start Data

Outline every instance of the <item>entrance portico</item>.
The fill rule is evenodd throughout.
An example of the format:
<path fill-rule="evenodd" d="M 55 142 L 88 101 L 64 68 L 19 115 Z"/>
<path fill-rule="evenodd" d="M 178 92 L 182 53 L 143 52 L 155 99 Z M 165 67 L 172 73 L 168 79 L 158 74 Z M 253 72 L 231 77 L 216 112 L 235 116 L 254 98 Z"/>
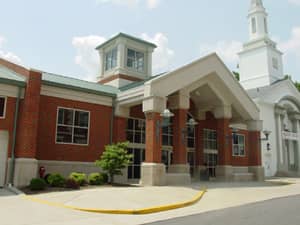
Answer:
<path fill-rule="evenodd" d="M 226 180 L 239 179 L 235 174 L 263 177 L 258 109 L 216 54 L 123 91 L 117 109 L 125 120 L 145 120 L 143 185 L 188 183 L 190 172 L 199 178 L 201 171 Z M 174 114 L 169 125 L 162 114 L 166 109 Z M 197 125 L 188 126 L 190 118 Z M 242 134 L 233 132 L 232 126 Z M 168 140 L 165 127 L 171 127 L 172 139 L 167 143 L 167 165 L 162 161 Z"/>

end Data
start Data

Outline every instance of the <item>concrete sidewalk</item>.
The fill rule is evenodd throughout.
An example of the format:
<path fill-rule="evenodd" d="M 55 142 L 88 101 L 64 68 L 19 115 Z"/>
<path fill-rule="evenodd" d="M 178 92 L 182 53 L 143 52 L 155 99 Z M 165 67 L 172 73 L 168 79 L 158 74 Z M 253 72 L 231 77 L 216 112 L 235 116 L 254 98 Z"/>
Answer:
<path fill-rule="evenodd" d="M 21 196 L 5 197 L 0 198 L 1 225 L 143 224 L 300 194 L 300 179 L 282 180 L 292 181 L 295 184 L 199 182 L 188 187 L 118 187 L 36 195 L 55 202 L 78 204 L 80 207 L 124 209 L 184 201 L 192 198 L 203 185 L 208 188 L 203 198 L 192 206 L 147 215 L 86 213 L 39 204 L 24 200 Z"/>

end Data
start Data

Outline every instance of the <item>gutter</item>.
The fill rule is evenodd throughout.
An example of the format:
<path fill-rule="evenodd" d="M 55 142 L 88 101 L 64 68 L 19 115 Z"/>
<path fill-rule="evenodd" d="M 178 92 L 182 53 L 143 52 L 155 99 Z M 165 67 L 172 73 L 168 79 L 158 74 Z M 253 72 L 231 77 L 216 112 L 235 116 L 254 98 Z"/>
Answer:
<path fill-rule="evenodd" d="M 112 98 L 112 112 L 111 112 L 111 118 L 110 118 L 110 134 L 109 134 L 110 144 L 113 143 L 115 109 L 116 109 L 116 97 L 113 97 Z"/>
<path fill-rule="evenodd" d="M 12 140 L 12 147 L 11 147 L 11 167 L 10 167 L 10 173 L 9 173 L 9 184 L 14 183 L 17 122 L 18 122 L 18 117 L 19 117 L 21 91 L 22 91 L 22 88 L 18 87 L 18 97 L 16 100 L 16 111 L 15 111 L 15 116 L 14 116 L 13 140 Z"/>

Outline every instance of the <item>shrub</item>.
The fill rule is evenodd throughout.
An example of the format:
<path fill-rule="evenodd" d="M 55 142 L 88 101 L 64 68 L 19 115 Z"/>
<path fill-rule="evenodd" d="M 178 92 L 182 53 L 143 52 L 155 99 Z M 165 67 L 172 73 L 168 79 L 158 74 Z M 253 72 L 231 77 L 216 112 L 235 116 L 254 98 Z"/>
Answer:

end Data

**Stated exercise:**
List each line of the material above that contains the word "Outline", copying every such line in full.

**Written answer:**
Outline every instance of the <item>entrance portico</item>.
Outline every instance of the <item>concrete sidewalk</item>.
Outline every instance of the <item>gutter</item>.
Outline every instance of the <item>shrub</item>.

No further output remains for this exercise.